* Exercise requirements: Nothing but a number should be given: how many lines of the records include "decal"?

* Records for the exercise:
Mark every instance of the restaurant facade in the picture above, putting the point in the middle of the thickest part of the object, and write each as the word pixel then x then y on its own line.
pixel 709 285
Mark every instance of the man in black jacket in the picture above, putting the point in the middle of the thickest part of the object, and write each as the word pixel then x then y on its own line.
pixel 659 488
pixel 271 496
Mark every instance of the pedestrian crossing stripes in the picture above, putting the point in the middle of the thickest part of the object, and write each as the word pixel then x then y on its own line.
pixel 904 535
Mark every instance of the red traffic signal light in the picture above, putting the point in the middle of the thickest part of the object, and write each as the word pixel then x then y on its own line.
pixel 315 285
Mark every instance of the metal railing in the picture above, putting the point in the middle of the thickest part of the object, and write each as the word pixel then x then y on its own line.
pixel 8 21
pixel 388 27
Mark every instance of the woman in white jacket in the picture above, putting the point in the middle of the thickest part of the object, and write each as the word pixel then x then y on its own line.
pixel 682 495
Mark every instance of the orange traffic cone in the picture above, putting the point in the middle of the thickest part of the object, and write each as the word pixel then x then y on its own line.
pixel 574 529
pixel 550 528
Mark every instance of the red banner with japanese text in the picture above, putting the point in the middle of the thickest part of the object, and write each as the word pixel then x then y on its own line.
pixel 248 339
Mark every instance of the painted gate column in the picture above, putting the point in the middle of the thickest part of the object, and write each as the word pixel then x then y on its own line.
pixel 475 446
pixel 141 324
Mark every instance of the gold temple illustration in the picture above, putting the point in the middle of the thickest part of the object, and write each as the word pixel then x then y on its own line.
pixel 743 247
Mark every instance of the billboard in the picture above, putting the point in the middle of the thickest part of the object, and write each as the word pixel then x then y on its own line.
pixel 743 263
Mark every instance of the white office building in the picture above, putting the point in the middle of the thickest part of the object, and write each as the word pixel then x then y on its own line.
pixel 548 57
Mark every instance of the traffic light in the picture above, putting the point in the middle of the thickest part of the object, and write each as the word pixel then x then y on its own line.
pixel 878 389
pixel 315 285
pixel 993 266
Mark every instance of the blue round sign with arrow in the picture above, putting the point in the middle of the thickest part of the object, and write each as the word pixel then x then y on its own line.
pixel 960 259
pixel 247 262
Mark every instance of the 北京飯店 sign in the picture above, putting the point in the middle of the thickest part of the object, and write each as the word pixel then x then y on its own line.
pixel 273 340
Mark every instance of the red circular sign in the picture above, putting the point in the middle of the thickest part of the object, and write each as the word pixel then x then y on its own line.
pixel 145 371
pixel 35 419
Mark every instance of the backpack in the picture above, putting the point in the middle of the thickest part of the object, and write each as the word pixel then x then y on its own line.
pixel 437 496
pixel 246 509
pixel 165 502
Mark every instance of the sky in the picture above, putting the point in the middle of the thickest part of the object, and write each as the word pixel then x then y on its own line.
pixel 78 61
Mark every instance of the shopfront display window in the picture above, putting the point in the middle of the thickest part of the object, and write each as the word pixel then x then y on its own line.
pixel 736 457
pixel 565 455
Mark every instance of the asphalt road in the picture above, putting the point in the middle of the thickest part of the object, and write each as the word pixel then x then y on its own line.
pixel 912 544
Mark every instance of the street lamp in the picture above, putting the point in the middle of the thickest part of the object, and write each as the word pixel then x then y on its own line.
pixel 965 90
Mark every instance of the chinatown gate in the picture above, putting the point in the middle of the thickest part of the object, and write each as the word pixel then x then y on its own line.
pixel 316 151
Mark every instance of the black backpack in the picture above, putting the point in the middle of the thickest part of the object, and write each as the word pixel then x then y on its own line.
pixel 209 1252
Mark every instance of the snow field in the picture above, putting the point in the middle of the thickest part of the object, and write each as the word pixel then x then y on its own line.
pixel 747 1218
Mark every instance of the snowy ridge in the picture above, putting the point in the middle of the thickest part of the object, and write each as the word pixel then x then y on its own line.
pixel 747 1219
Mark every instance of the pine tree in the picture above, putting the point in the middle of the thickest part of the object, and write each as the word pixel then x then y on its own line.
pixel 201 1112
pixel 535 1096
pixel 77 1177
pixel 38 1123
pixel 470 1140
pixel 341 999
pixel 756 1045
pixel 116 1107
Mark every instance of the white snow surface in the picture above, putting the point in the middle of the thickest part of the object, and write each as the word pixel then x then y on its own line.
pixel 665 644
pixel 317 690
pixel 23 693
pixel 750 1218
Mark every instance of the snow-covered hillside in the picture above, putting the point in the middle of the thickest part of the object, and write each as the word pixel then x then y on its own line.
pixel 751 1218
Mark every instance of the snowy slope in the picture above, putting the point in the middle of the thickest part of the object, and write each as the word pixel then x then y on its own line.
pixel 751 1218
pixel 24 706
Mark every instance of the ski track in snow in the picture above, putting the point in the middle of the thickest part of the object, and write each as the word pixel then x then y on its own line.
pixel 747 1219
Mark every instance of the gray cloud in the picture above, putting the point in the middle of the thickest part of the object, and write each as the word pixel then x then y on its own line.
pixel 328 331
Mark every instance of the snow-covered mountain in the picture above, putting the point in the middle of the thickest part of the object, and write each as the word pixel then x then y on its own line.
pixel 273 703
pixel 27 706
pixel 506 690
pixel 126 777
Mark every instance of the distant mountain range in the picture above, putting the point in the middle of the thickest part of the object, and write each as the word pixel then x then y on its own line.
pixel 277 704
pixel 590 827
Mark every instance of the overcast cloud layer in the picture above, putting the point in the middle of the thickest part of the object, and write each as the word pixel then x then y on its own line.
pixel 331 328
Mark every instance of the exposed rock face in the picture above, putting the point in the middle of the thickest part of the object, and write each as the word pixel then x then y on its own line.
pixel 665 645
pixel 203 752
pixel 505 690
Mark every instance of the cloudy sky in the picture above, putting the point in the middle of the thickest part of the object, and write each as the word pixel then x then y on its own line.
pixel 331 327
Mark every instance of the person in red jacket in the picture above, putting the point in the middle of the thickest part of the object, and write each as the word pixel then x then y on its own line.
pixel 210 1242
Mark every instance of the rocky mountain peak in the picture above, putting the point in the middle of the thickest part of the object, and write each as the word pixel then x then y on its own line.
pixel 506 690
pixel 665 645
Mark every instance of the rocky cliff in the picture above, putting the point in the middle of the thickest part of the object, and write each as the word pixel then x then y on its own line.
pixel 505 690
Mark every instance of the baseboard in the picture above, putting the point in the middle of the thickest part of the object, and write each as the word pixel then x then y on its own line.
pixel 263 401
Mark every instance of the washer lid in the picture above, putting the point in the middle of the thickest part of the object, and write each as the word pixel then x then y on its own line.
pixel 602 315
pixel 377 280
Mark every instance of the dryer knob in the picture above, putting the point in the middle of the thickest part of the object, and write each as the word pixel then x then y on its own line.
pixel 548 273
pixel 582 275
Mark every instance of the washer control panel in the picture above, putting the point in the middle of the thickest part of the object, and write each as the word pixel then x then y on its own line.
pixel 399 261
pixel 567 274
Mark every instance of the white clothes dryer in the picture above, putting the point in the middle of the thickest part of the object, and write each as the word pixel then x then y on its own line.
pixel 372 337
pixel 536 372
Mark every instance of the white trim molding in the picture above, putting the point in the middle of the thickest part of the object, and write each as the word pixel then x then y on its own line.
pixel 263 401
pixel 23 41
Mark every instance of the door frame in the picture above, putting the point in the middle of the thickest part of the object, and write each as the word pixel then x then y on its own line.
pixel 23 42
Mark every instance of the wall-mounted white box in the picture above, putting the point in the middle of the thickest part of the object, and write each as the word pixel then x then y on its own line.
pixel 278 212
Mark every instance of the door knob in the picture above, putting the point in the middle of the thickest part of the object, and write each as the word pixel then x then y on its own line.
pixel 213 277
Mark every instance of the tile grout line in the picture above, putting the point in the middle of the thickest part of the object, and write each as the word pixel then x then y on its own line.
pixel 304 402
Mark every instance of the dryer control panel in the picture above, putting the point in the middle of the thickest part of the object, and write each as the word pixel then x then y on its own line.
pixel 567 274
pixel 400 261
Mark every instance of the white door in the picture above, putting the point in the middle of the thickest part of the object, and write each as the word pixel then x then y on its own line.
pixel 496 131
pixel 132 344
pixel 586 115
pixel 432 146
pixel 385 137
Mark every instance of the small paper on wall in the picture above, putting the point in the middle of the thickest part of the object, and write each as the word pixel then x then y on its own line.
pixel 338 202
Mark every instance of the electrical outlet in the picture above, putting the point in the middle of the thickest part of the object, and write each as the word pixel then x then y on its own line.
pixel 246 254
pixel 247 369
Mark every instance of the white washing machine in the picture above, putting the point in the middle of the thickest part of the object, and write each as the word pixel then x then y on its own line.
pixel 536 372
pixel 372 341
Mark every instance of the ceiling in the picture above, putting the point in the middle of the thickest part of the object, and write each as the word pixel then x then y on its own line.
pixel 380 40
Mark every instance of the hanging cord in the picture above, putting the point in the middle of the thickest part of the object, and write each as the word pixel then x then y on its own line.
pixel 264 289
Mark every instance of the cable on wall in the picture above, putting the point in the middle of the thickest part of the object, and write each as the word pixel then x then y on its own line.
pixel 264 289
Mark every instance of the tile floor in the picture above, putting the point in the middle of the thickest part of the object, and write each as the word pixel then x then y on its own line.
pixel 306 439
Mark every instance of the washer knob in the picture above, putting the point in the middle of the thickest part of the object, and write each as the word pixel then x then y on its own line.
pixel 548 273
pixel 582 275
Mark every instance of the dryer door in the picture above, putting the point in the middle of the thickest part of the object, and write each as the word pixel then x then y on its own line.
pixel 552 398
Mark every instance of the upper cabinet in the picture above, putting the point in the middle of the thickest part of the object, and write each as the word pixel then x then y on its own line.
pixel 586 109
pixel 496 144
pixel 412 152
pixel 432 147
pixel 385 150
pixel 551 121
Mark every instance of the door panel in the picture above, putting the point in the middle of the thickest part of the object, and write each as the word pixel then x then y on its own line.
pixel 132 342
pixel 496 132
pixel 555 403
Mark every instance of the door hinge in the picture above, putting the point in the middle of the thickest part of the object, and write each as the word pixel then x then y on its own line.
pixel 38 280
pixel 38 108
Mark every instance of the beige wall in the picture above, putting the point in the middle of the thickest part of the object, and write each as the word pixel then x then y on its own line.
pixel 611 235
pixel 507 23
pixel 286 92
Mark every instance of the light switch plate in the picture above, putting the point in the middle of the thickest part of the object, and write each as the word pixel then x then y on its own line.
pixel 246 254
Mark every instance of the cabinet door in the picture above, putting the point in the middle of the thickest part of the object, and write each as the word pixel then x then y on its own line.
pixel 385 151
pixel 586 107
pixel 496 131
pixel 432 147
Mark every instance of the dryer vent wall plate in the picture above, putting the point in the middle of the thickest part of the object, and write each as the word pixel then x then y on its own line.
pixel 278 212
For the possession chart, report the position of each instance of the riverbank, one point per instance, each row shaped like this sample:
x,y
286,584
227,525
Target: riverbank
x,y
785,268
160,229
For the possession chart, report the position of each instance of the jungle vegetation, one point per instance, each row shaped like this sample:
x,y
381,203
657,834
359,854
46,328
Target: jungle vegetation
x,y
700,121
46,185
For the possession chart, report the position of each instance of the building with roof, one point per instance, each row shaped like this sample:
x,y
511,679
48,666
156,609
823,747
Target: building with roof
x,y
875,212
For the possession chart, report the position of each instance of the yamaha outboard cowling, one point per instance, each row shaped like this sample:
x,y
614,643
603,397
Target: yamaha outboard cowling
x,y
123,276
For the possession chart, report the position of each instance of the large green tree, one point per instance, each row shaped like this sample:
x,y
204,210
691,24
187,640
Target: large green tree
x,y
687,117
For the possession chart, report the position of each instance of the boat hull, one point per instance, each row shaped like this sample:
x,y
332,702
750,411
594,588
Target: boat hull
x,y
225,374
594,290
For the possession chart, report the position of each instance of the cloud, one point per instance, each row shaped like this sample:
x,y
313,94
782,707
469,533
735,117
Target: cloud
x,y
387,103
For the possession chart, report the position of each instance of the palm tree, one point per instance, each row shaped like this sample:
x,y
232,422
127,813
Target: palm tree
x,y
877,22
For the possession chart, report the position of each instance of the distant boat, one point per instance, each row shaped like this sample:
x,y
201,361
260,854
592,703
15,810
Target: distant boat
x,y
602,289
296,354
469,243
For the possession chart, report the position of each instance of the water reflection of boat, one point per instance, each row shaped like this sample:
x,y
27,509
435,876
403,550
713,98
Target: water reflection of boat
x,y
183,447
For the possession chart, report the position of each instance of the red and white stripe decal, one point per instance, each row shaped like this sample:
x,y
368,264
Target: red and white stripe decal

* Answer space: 2